- **Fragmento del documento**
Solo en un matrimonio que ha sido básicamente una sociedad de intereses podría darse una situación como la que se ha producido estas últimas horas entre el rey emérito y la reina madre. Mientras Juan Carlos I lleva cuatro días fugado sin que se haya hecho público su paradero, aunque han participado desde el propio palacio de la Moncloa en los detalles de su salida, la reina Sofia, como si tal cosa, disfruta de sus regulares vacaciones en el Palacio de Marivent, en Palma de Mallorca, y se va de compras a El Corte Inglés o Zara Home.

- **Registros extraídos**
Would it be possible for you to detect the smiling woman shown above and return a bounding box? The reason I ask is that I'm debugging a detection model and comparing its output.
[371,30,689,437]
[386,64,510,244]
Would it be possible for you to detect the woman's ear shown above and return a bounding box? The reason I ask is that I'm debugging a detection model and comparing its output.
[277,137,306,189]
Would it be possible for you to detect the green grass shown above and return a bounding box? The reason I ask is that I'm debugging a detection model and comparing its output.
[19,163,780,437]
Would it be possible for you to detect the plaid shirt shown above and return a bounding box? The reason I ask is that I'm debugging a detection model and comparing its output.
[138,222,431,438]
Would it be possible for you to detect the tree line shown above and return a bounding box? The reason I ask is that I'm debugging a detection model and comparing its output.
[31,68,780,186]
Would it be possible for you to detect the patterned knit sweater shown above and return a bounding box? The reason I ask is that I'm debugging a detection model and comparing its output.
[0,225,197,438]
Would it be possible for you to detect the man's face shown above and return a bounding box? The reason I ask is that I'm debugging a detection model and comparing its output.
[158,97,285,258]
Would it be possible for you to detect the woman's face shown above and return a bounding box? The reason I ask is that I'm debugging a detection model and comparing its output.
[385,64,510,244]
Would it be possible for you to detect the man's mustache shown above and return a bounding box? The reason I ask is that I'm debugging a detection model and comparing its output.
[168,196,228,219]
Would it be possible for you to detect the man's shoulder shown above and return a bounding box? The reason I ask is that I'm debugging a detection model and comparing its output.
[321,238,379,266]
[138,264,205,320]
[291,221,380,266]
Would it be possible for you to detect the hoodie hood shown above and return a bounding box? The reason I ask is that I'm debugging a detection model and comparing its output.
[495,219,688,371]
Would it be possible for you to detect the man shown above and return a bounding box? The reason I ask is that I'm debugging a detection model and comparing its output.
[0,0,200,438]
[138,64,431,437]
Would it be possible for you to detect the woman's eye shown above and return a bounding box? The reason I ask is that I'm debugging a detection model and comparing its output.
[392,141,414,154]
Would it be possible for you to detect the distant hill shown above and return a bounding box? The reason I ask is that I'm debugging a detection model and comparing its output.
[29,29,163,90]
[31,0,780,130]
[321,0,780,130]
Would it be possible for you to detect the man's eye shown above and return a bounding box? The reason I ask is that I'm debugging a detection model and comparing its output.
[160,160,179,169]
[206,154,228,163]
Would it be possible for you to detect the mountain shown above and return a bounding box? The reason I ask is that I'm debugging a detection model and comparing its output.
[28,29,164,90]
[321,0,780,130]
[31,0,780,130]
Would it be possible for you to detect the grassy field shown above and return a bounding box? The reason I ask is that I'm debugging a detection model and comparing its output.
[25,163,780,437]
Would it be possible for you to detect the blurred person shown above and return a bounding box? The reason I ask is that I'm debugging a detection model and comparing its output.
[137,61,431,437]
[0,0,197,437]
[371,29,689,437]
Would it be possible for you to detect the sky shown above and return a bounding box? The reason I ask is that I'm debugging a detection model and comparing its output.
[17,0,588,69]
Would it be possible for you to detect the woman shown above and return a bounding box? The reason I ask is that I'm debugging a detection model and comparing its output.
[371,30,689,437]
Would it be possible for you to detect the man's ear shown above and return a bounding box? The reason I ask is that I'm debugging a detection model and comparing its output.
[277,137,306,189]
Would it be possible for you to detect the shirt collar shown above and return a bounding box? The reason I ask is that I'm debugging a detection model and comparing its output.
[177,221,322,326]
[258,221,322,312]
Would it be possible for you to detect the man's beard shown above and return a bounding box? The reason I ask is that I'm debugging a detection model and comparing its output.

- **Tus tareas**
- A) Contesta a partir del fragmento:
(i) ¿Cuántos días lleva fugado Juan Carlos I?
(ii) ¿Dónde disfruta la reina Sofía de sus vacaciones regulares?
(iii) ¿A qué tiendas se va de compras la reina Sofía?
- B) ¿Puedes extraer del fragmento el pasaje que comienza en "Solo en un matrimonio" y termina en "o Zara Home."?

- **Soluciones por tarea**
- A)
(i) Cuatro días.
(ii) En el Palacio de Marivent, en Palma de Mallorca.
(iii) A El Corte Inglés o Zara Home.

- B)
Solo en un matrimonio que ha sido básicamente una sociedad de intereses podría darse una situación como la que se ha producido estas últimas horas entre el rey emérito y la reina madre. Mientras Juan Carlos I lleva cuatro días fugado sin que se haya hecho público su paradero, aunque han participado desde el propio palacio de la Moncloa en los detalles de su salida, la reina Sofia, como si tal cosa, disfruta de sus regulares vacaciones en el Palacio de Marivent, en Palma de Mallorca, y se va de compras a El Corte Inglés o Zara Home.